§ **Tasks and exercises**
[a] Using the article on Wilfred Owen's poem "With an Identity Disc," decide whether each statement agrees with it: (i) the poem was drafted on 23 March 1917; (ii) the poem is written in the style of a ballad; (iii) British soldiers in the First World War wore their identity discs around their wrists. For each, answer yes or no and quote the words of the article that decide it.
[b] Pick up the article on Wilfred Owen's poem "With an Identity Disc" after its last sentence and continue it.

= With an Identity Disc =

With an Identity Disc is a poem written by English poet Wilfred Owen. The poem was drafted on 23 March 1917.

==The Poem==

If ever I dreamed of my dead name
High in the heart of London, unsurpassed
By Time for ever, and the Fugitive, Fame,
There seeking a long sanctuary at last,

I better that; and recollect with shame
How once I longed to hide it from life's heats
Under those holy cypresses, the same
That shade always the quiet place of Keats,

Now rather thank I God there is no risk
Of gravers scoring it with florid screed,
But let my death be memoried on this disc.
Wear it, sweet friend. Inscribe no date nor deed.
But may thy heart-beat kiss it night and day,
Until the name grow vague and wear away.

==Composition==
The style of the poem is a sonnet. The name of the poem stems from identity discs that British soldiers wore around their necks during the First World War. The discs were used as evidence for a soldiers death . This poem is influenced by William Shakespeare's Sonnet 104 first two lines; To me, fair friend, you never can be old, For as you were when first your eye I ey'd and John Keats' poem 'When I have Fears that I may Cease to Be'.

§ **Material shown**
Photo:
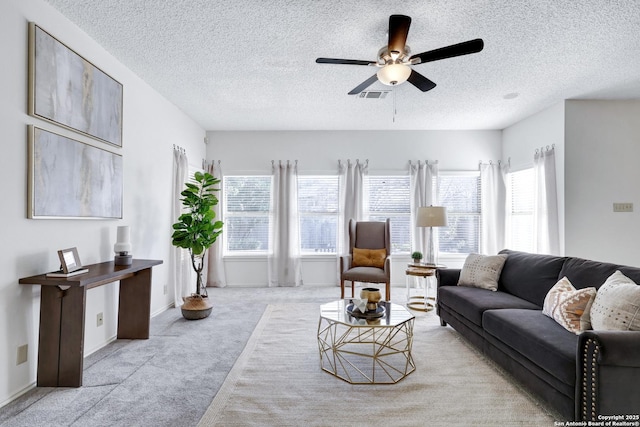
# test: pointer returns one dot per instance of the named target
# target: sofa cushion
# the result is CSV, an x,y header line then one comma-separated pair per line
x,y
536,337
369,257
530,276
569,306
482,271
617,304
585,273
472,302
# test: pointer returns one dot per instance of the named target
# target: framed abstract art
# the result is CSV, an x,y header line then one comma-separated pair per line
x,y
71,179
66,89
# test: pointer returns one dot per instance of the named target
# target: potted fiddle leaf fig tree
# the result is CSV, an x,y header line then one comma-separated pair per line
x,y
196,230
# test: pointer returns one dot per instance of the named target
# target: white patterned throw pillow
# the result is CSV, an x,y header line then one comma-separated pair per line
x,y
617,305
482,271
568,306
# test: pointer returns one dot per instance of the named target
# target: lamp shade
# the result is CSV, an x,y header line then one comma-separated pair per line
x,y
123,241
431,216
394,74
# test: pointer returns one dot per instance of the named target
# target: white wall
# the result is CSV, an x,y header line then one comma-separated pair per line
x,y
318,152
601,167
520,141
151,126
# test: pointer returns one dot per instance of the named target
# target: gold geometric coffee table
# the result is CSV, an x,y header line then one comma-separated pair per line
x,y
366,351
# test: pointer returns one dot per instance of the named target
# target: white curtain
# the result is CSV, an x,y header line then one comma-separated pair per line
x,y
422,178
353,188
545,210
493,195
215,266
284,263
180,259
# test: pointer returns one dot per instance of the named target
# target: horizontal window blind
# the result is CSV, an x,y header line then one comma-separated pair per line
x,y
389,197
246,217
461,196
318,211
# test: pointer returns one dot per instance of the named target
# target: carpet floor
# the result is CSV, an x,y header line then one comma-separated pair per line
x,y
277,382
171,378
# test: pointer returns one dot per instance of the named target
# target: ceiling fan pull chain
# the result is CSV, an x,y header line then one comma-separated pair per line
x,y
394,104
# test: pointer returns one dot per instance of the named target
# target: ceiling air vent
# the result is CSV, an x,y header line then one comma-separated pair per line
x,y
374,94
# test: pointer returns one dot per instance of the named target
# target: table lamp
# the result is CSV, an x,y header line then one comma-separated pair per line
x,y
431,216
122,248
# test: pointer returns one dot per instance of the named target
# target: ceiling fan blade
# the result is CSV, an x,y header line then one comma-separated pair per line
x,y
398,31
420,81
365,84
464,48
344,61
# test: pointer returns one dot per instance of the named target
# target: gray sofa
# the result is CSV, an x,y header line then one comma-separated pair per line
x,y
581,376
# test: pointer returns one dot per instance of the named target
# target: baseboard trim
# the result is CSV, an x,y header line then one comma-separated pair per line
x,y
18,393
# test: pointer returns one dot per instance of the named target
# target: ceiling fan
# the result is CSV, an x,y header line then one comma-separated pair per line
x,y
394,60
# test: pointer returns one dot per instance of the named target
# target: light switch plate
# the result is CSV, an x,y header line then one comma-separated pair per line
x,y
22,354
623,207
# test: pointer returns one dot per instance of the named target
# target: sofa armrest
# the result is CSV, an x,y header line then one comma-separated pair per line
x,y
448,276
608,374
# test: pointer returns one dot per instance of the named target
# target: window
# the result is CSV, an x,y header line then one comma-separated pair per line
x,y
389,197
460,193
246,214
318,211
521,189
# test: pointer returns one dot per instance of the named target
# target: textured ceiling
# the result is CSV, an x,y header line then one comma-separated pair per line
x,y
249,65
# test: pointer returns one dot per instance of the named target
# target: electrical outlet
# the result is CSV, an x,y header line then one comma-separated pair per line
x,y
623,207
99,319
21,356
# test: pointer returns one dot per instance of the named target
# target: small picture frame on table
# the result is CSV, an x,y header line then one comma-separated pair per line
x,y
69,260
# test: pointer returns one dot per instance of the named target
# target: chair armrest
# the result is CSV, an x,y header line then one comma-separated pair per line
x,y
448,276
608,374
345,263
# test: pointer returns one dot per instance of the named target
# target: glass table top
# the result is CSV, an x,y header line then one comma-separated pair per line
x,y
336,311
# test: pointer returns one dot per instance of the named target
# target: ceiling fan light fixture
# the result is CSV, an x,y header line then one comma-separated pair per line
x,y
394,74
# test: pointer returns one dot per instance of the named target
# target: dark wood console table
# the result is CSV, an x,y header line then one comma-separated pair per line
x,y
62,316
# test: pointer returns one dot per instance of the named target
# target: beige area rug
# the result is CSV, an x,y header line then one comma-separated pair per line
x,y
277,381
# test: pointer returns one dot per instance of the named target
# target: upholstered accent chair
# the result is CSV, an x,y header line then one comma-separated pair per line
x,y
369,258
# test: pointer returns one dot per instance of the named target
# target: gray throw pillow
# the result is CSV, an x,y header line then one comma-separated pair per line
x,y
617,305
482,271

§ **Solved tasks**
[a]
(i) Yes: "The poem was drafted on 23 March 1917."
(ii) No: "The style of the poem is a sonnet."
(iii) No: "identity discs that British soldiers wore around their necks during the First World War."

[b]
==Writing the Poem==
On the night of 14/15 of March 1917, Owen received a concussion after a fall at Le Quesnoy-en-Santerre. On the same night he was evacuated to a Military Hospital at Nesle. On the 17th of March, Owen was moved to 13th Casualty Clearing Station at Gailly. While recovering, Owen sent a letter to his younger brother Colin,

Perhaps you will think me clean mad and translated by my knock on the head. How shall I prove that my old form of madness has in no way changed? I will send you my last Sonnet, which I started yesterday. I think I will address it to you. Adieu. Mon petit Je t'embrasse.

Owen sent the poem to Colin but Owen revised it six months later at Craiglockhart. The Poem was finalised in August–September 1917.